Supplied records:
↓

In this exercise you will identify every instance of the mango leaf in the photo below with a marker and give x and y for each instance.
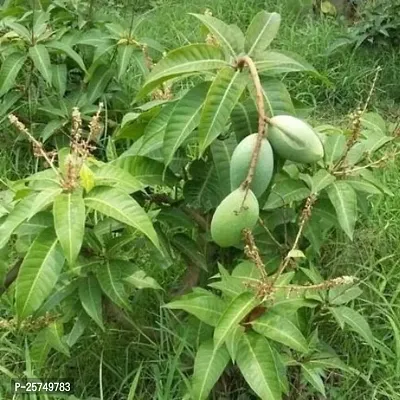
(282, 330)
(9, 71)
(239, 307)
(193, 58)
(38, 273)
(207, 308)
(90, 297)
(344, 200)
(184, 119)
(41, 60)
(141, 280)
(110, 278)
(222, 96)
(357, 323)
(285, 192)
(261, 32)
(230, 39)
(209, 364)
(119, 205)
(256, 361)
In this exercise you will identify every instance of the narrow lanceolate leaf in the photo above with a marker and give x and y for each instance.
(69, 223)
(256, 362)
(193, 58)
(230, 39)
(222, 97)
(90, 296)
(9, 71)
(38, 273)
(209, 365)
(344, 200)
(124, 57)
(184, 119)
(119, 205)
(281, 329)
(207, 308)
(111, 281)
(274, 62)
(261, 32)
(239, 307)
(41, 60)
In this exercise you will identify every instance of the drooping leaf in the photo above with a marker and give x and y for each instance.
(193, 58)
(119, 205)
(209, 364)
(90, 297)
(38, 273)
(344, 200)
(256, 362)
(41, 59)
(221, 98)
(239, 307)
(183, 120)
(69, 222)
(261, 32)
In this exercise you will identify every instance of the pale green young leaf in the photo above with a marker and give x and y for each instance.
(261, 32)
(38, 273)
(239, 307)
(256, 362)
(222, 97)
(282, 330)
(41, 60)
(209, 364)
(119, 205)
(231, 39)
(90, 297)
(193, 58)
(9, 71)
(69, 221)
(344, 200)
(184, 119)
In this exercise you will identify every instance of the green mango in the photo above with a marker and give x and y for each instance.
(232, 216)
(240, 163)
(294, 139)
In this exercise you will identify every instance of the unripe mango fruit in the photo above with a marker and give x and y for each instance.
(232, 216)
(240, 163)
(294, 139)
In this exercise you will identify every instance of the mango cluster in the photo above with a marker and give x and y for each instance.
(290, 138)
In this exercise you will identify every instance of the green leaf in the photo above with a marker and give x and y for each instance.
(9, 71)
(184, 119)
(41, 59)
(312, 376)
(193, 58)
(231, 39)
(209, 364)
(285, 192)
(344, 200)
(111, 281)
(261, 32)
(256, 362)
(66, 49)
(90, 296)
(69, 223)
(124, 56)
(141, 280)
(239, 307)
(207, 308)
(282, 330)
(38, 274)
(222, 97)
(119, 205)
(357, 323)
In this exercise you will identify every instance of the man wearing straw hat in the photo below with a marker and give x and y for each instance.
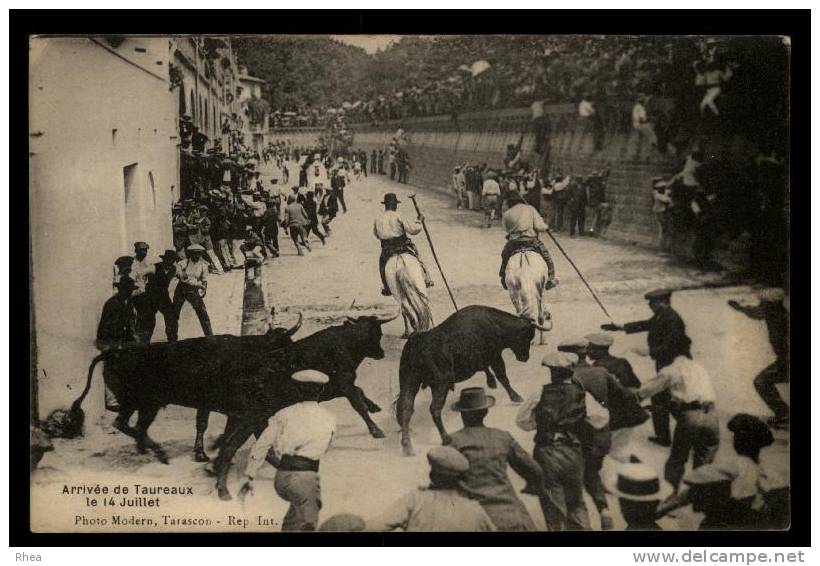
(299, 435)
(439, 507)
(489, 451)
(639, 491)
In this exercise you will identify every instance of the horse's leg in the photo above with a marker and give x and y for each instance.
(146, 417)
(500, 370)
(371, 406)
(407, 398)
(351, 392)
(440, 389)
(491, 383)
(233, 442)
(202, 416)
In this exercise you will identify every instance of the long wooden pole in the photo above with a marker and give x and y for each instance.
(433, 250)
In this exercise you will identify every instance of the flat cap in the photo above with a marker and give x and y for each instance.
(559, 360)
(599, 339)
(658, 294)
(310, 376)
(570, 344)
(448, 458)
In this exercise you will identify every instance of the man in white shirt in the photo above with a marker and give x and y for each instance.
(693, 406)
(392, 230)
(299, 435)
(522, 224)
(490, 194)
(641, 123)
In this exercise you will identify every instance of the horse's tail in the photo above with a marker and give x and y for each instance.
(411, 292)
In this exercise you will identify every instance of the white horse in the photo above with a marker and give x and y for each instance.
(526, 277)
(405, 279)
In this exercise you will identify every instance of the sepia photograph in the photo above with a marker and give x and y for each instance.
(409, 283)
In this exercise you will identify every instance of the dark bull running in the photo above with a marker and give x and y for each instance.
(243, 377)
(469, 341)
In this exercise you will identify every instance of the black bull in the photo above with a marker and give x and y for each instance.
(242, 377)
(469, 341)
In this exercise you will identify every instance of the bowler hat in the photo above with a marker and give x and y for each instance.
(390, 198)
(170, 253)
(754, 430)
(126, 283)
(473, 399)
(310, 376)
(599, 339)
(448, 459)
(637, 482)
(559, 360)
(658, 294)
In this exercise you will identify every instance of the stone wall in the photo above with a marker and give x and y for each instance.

↑

The records above are to be restated exactly, without their pictures.

In this exercise you will identify every instance of the mango leaf in the photo below with a marker and give x and y for each instance.
(282, 330)
(9, 71)
(239, 307)
(193, 58)
(38, 273)
(207, 308)
(90, 297)
(344, 200)
(184, 119)
(41, 60)
(141, 280)
(110, 278)
(222, 96)
(357, 323)
(285, 192)
(261, 32)
(230, 39)
(209, 364)
(119, 205)
(256, 361)
In this exercise you will identify every instance of the narrow lanceolate leaf in the photo above with a marker and give x and y for each instance.
(69, 223)
(256, 362)
(193, 58)
(230, 39)
(222, 97)
(90, 296)
(9, 71)
(38, 273)
(209, 365)
(344, 200)
(124, 57)
(184, 119)
(119, 205)
(281, 329)
(207, 308)
(111, 281)
(274, 62)
(261, 32)
(239, 307)
(41, 60)
In this exercise you will identify every instance of the drooping leaf in the photo above with a marker and give x and y for each instance.
(193, 58)
(119, 205)
(209, 364)
(90, 297)
(38, 273)
(344, 200)
(256, 362)
(41, 59)
(221, 98)
(239, 307)
(183, 120)
(69, 222)
(261, 32)
In this exercise you will identify every instance of the pale green young leaf in the photo above with a marker and give x and y for each instance.
(261, 32)
(38, 273)
(239, 307)
(256, 362)
(222, 97)
(282, 330)
(41, 60)
(209, 364)
(119, 205)
(231, 39)
(90, 297)
(193, 58)
(9, 71)
(69, 221)
(344, 200)
(184, 119)
In this exercise you will identify every instance of the green mango in the photo above with a marker and give x and y for each instance.
(232, 216)
(240, 163)
(294, 139)
In this exercise you will identify every instance of the unripe mango fruit in the photo above with a marker and give x and y for each instance.
(232, 216)
(240, 163)
(294, 139)
In this exercise you will identify every instance of the mango cluster in the photo above with a marker and give x and y for each instance.
(290, 138)
In this exercise you will identify every instance of the green leaf in the photo above with a marker and give x and y for each instance.
(9, 71)
(184, 119)
(41, 59)
(312, 376)
(193, 58)
(231, 39)
(209, 364)
(285, 192)
(344, 200)
(111, 281)
(261, 32)
(256, 362)
(66, 49)
(90, 296)
(69, 223)
(124, 56)
(141, 280)
(239, 307)
(207, 308)
(282, 330)
(38, 274)
(222, 97)
(119, 205)
(357, 323)
In this exercise you will identify every instance of the man wearing straw hat in the photo below with a marker and give x and y for each instance.
(299, 435)
(439, 507)
(489, 451)
(639, 491)
In this exercise you will identify every instance of the horse's leg in the photo above with a marker and give x and y for each instance.
(146, 417)
(500, 370)
(371, 406)
(407, 398)
(351, 392)
(440, 389)
(491, 383)
(233, 442)
(202, 416)
In this exercise you will identify every instance of the long wooden pole in the photo above with a marker and give x and y for each instance.
(433, 250)
In this exercise you will identify every instance of the flat cap in the photo above with a marker and give x and y for each instance.
(559, 360)
(599, 339)
(658, 294)
(310, 376)
(570, 344)
(448, 458)
In this exercise you will identify every instance of the man in white shirt in the photo above with a marker and give x and y for each instance.
(693, 406)
(392, 230)
(299, 435)
(522, 224)
(490, 194)
(641, 123)
In this exercise you will identify every instance of the horse's tail in the photo above with a marker and give x and y for each instance.
(411, 292)
In this exercise you will identify every instance of the white horse in the photo above with a marker and give x and y for each instance.
(526, 277)
(405, 279)
In this exercise you will identify every instance of the sepia photograph in the photo above with a marker and give x and y for each instance.
(409, 283)
In this exercise you will identify every instance of the dark bull running in the photo above with a marker and give x and y for each instance.
(243, 377)
(469, 341)
In this exercise you will identify every instance of the black bull in the photo above with a marker and give x and y for each instance.
(242, 377)
(469, 341)
In this exercise you will identify every instance of the bowler hat in the photo above with a marker and give x and y for each instance.
(390, 198)
(170, 253)
(754, 430)
(126, 283)
(473, 399)
(310, 376)
(599, 339)
(448, 459)
(637, 482)
(559, 360)
(658, 294)
In this exercise you will identify every instance of the stone wall in the photo above with a marker and give x and y for each instance.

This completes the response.